**RECORDS:**
= = = = = = =
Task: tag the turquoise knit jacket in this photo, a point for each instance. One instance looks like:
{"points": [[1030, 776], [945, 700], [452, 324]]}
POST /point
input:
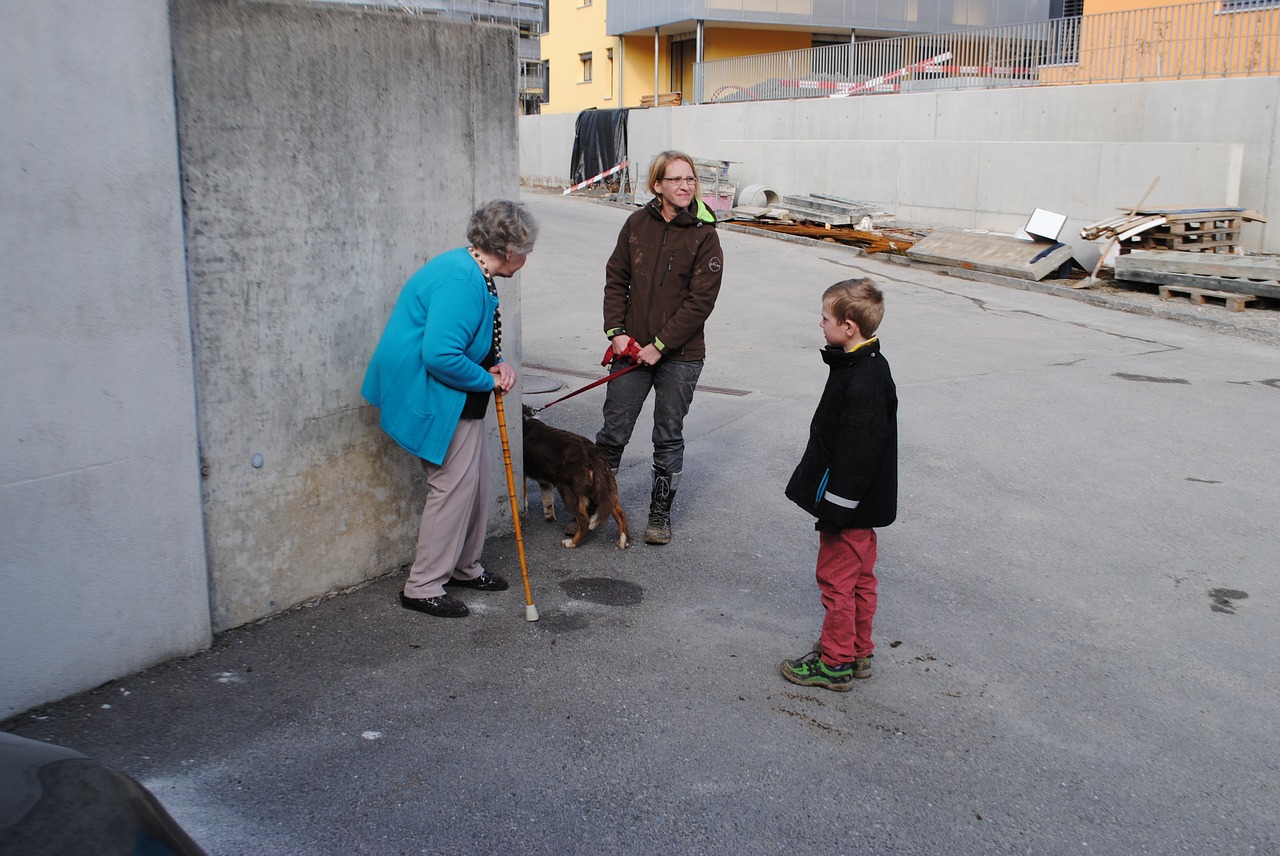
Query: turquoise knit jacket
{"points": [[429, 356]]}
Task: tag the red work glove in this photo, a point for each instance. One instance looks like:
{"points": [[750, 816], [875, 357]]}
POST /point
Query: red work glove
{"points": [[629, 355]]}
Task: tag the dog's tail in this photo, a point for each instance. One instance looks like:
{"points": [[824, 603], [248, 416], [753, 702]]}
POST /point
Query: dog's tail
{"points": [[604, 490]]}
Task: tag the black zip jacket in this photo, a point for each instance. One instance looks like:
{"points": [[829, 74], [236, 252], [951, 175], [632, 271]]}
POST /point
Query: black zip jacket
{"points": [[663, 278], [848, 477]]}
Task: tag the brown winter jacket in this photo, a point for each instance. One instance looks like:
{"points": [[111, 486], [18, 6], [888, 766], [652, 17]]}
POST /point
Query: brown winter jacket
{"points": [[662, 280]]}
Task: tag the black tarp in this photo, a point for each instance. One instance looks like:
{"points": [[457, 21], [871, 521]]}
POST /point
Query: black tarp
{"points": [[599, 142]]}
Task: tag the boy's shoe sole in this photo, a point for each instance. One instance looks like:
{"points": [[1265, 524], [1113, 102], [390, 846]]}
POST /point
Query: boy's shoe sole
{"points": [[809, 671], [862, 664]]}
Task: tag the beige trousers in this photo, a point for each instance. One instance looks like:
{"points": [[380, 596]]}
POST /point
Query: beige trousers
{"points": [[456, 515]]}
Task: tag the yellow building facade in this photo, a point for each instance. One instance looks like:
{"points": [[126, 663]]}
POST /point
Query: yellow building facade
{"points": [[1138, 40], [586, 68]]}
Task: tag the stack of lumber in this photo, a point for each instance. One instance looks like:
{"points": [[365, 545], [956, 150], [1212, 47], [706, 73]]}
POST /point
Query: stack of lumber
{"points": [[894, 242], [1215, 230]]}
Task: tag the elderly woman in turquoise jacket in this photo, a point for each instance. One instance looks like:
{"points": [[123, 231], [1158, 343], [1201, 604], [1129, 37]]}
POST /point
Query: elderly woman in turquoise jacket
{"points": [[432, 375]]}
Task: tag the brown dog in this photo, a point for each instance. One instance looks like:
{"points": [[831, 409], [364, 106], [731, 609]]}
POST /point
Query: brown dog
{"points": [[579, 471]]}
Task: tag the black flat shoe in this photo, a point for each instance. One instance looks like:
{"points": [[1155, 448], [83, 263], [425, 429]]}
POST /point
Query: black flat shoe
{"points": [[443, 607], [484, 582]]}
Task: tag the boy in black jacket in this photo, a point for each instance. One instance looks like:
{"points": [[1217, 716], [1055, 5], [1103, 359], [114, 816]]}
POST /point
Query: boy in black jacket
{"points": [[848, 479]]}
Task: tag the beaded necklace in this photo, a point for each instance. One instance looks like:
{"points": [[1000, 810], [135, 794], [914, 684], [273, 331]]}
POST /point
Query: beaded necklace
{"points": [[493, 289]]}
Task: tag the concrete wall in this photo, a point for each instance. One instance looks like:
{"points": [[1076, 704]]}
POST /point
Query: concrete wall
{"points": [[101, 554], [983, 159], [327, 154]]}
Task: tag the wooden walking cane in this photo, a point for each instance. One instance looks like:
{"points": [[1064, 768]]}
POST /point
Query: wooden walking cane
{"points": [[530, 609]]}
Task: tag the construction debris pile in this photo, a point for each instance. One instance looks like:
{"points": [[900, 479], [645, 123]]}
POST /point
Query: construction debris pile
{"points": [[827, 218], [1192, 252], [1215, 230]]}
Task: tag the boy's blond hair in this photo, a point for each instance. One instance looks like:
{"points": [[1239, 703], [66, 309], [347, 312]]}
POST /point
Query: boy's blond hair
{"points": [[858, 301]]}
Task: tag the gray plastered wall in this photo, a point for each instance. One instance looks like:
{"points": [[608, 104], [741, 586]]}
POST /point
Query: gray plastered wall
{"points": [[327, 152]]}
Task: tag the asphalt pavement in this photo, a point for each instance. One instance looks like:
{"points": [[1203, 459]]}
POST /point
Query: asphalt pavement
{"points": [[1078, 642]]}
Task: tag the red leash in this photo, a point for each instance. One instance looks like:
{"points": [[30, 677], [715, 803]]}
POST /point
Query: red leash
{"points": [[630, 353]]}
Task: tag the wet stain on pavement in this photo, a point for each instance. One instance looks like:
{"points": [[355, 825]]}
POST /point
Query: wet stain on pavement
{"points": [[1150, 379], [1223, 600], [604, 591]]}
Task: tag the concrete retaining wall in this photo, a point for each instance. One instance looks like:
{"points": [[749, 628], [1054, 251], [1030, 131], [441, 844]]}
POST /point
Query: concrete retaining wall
= = = = = = =
**YOUR TASK:**
Copy the data from the line containing "Task: tag the wet" through the end of the data, inclusive, keeping every line as it stands except the answer coordinates. Scale each of those coordinates by 2.4 and round it to a whole number, with halves rounded up.

**REPLY TO THE EXERCISE:**
Task: tag the wet stain on pavement in this photo, a point for each instance. One instance looks like:
{"points": [[355, 825]]}
POST /point
Query: wet stain on pavement
{"points": [[2760, 910], [2935, 1440], [1450, 1418]]}
Task: tag the concrete retaining wall in this photo, a point for each instance. One instance looks like:
{"points": [[749, 628], [1054, 251], [1030, 131], [441, 844]]}
POST /point
Query: concrete retaining wall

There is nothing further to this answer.